• Task statement
Turn the material below, from the line containing "jet ski rider" through the line containing "x=257, y=163", both included, into a JSON list of strings with one string per line and no blank lines. Leave out any picture lines.

Records taken from a collection
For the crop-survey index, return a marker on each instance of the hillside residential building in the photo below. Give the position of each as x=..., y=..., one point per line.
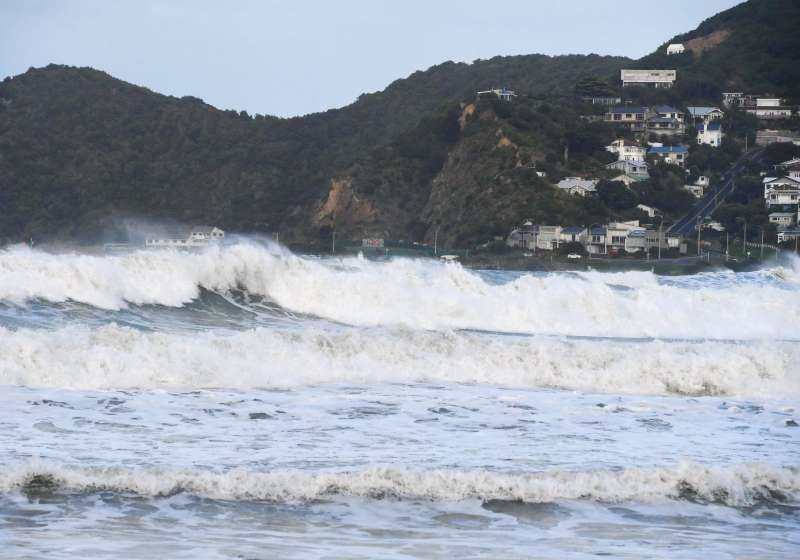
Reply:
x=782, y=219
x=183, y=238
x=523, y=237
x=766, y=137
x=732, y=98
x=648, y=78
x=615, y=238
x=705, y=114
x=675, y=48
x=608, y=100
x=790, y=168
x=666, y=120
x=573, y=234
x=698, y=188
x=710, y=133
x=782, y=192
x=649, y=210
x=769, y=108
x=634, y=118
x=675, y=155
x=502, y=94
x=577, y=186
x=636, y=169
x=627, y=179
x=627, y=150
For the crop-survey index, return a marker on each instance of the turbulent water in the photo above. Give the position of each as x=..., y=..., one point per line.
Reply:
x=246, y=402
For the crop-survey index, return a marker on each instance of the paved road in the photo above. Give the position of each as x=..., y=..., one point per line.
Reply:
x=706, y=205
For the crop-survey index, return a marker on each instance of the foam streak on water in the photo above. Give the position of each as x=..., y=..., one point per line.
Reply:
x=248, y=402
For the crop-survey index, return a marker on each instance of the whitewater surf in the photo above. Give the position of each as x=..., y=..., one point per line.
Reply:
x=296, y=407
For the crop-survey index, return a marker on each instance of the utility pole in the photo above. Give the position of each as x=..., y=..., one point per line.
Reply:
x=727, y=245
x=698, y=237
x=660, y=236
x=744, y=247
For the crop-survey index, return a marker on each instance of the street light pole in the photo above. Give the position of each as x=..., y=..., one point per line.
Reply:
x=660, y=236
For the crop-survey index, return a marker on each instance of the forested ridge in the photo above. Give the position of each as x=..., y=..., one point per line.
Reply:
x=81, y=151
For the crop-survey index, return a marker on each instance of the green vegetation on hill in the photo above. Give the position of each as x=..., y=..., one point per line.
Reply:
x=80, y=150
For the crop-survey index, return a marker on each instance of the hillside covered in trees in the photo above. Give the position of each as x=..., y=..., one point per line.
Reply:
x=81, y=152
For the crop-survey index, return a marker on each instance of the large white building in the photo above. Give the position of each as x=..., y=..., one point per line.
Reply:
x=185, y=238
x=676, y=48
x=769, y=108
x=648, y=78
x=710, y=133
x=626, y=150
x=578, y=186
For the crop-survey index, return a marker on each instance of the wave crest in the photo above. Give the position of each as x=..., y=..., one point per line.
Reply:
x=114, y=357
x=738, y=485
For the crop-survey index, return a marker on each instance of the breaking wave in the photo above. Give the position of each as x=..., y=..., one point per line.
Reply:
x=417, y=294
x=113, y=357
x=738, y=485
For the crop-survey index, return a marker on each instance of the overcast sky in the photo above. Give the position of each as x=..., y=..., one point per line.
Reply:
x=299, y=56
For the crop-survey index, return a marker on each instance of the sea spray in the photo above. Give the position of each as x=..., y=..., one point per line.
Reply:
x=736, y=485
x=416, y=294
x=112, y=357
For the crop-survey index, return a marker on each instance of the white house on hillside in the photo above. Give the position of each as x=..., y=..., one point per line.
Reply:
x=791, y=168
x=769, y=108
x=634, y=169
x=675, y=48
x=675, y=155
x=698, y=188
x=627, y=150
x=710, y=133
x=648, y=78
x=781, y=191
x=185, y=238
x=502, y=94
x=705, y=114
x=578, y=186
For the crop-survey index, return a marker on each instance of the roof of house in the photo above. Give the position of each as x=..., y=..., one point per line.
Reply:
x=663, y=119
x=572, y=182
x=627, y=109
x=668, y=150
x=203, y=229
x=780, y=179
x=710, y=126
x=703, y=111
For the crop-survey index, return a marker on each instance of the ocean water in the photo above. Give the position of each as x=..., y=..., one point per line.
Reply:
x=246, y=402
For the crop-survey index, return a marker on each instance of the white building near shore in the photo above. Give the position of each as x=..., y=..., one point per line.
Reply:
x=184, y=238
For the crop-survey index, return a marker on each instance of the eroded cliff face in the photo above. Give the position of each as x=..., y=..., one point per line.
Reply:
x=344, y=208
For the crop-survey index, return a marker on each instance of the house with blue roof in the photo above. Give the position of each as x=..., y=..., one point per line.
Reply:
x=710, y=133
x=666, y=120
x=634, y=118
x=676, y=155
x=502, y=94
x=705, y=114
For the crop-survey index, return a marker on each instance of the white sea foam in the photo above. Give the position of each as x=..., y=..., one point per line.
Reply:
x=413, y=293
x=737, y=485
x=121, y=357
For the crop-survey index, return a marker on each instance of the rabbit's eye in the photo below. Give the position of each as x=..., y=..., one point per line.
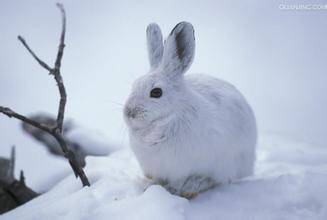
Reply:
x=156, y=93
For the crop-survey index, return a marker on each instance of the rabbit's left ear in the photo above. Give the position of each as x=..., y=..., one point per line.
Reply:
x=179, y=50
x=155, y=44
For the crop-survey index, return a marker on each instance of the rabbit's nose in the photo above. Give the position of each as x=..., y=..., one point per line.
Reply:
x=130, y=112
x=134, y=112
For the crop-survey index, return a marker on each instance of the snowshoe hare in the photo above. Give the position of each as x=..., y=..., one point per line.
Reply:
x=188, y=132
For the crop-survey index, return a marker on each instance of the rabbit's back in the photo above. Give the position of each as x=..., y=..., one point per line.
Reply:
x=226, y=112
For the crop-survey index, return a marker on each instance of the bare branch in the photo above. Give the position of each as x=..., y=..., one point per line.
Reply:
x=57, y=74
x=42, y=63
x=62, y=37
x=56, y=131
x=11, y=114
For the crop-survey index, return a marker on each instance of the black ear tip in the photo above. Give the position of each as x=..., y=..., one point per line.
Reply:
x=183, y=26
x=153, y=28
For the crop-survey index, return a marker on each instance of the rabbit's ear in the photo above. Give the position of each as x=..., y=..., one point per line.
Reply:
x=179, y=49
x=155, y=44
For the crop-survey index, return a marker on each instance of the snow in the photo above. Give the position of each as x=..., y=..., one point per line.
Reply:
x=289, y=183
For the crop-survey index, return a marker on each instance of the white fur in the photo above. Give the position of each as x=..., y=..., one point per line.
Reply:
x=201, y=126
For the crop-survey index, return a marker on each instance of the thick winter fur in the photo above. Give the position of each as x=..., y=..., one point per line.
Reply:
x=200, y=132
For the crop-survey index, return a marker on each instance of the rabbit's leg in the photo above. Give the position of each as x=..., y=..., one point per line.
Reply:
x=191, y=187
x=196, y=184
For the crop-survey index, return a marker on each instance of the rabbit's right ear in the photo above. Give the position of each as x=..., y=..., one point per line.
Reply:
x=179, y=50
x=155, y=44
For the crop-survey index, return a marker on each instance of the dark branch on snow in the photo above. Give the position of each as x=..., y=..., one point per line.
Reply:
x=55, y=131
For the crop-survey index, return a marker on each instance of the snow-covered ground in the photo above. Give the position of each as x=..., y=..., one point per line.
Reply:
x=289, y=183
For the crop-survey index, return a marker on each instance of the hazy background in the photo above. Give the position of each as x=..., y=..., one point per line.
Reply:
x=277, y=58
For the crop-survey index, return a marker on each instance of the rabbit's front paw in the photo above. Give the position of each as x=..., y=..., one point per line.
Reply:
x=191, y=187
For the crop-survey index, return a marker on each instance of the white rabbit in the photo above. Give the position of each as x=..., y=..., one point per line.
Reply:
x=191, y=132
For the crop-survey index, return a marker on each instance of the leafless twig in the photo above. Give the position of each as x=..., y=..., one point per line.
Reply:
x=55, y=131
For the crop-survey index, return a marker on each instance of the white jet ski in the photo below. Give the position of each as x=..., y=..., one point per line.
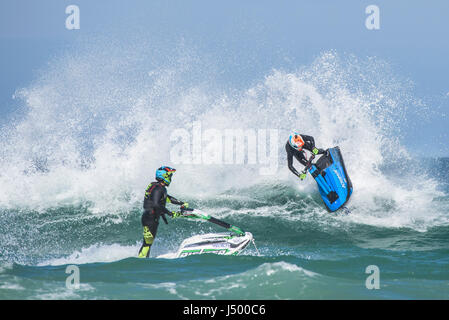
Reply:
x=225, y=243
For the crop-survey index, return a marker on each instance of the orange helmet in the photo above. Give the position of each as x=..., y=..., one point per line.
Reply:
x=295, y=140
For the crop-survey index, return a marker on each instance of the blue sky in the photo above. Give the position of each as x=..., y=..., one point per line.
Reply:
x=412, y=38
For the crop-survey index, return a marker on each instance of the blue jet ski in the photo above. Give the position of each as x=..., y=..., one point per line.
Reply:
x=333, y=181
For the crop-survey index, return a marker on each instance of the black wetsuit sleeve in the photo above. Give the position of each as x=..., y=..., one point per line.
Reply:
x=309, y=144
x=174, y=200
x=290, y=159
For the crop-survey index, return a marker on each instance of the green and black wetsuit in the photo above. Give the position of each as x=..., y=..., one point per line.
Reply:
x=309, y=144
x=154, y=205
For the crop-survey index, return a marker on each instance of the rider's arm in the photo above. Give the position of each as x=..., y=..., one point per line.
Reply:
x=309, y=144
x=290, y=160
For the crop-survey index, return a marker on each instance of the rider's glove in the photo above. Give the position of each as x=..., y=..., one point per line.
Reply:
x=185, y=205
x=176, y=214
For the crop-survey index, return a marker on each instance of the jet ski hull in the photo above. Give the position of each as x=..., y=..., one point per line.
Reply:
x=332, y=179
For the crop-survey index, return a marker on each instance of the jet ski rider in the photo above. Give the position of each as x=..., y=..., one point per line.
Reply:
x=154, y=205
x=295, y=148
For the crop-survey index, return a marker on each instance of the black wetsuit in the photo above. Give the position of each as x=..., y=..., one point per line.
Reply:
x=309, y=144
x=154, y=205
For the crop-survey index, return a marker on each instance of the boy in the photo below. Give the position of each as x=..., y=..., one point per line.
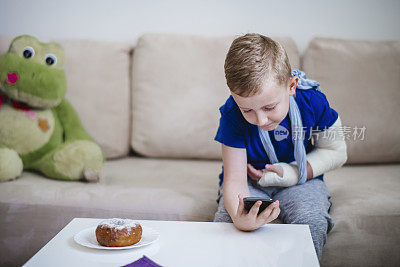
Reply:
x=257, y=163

==

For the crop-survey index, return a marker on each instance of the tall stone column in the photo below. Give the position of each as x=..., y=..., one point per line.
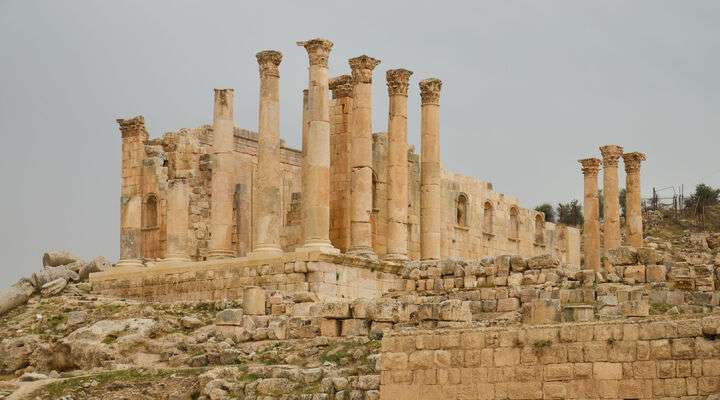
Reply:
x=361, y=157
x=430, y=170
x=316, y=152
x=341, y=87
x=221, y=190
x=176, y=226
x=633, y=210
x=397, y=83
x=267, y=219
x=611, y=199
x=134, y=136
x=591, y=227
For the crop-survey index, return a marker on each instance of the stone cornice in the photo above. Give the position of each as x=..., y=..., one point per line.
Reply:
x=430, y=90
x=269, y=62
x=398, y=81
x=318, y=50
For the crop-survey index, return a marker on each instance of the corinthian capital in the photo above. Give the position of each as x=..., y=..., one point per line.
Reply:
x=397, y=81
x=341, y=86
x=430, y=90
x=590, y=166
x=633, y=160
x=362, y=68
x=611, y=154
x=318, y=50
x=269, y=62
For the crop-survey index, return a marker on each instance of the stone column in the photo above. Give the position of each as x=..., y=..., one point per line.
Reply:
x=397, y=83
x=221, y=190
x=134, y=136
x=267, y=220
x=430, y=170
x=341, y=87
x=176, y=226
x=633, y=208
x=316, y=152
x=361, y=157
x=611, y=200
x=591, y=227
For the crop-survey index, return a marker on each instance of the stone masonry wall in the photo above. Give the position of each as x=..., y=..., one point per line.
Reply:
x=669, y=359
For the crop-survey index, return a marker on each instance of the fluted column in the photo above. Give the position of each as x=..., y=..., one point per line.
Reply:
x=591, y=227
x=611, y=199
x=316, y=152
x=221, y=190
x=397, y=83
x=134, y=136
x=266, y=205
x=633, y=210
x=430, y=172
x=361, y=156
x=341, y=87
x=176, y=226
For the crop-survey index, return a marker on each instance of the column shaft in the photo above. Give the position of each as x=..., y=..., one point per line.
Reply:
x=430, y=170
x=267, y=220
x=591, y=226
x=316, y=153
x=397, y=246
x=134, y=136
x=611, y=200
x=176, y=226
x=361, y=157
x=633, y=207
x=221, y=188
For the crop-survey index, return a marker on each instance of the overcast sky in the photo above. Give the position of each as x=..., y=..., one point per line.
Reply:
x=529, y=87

---

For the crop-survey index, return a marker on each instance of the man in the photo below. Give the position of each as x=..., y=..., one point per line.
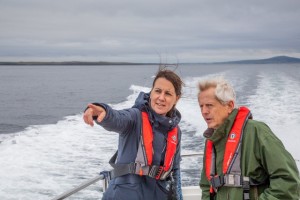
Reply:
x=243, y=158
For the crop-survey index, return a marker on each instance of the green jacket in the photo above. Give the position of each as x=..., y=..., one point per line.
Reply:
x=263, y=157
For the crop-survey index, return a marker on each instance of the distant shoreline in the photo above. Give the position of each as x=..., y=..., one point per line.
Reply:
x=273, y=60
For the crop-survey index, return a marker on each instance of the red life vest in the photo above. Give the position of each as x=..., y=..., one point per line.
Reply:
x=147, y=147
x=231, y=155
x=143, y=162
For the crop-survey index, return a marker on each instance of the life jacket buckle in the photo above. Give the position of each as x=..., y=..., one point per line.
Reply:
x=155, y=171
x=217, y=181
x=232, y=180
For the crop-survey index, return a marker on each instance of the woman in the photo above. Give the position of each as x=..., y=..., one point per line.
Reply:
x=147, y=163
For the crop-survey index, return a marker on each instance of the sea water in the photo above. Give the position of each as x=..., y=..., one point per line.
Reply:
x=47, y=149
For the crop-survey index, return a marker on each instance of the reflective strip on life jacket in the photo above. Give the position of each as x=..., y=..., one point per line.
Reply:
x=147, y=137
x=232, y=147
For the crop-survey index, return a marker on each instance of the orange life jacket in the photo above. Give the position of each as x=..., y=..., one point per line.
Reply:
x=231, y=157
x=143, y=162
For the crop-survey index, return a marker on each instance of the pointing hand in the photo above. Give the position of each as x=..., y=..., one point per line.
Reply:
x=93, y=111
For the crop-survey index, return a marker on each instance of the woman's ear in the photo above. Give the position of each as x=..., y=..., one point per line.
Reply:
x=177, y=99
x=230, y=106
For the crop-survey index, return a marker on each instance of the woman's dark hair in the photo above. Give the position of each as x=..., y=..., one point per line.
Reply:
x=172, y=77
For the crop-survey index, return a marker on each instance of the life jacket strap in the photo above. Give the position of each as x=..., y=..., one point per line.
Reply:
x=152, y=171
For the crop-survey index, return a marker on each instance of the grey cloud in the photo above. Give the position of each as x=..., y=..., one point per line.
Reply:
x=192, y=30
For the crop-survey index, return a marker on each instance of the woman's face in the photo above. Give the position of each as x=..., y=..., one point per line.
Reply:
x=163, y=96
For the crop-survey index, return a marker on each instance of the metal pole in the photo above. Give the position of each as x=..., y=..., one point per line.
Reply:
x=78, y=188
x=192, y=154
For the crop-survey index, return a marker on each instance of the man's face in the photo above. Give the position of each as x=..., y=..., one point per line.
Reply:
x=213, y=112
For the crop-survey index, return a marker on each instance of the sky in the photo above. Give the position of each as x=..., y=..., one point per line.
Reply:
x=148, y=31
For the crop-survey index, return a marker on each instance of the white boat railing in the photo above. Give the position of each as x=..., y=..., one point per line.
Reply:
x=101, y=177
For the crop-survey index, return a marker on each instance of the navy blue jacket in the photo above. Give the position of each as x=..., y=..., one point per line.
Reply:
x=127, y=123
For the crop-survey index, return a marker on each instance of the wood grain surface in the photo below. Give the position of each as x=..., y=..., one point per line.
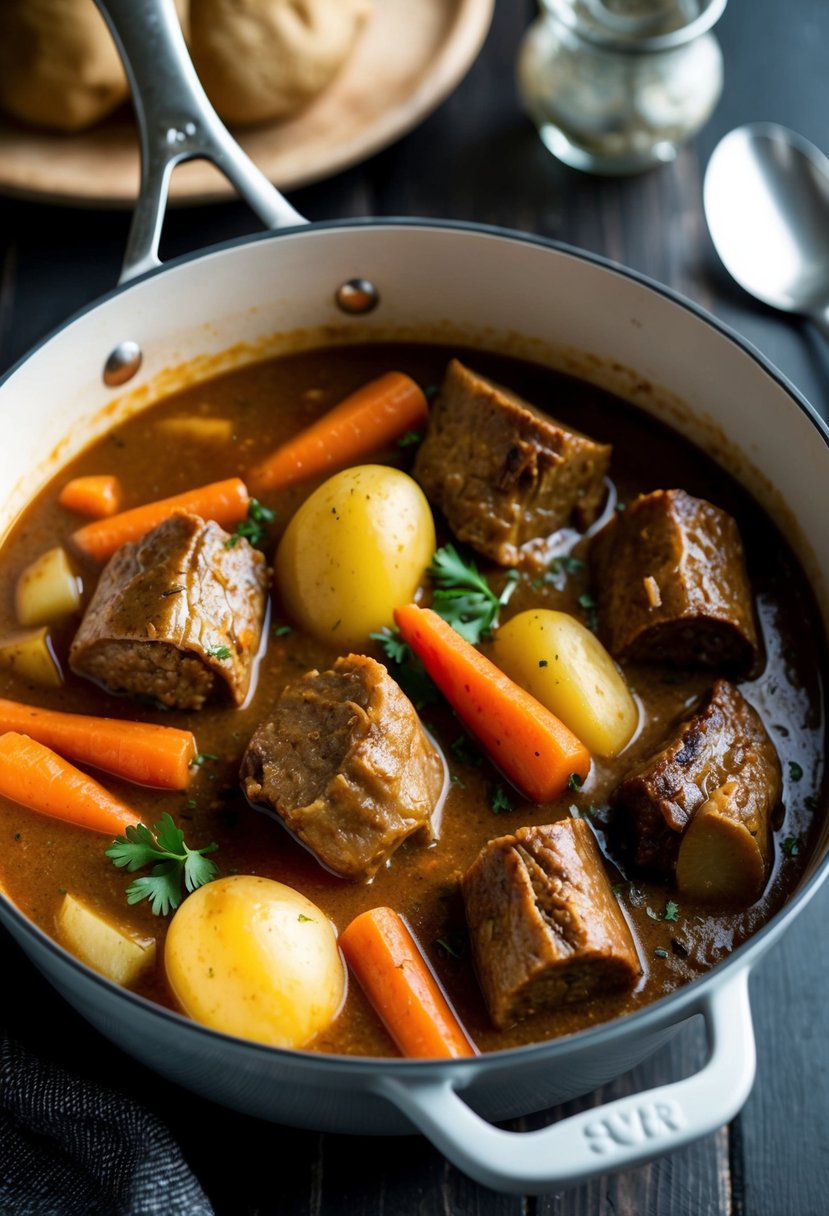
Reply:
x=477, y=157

• Solution to the problem
[
  "For the crop-survey index, return a marker on each instance of the jet ski rider in the photo above. Give the position of each as x=..., y=..., one point per line.",
  "Reply:",
  "x=154, y=205",
  "x=295, y=148",
  "For the crop-survey index, return a marker on each instance of the black wetsuit in the photo above. Give the position of each as x=..., y=..., one point per line.",
  "Reply:",
  "x=309, y=144",
  "x=154, y=205",
  "For the crop-survey index, return a marker on each instance of the boy in the photo below. Give the position of each as x=..., y=..., one point per line.",
  "Reply:",
  "x=257, y=163"
]